▶ _Instruções da tarefa_
Transcreva, sem mudar nada, o trecho dos registros que começa na primeira linha e termina na linha que contém "left=103, top=27, right=171, bottom=182", com essa linha incluída.

▶ _Registros fornecidos_

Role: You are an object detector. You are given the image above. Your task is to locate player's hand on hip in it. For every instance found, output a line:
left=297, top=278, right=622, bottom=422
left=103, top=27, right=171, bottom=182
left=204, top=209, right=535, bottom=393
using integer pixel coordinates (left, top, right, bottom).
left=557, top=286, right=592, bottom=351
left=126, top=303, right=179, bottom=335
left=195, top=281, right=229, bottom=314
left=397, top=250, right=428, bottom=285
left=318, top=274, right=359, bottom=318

▶ _Solução detalhada_
Role: You are an object detector. You are given the image above. Your task is to locate player's hand on hip in it. For every instance found, output a line:
left=297, top=278, right=622, bottom=422
left=103, top=27, right=171, bottom=182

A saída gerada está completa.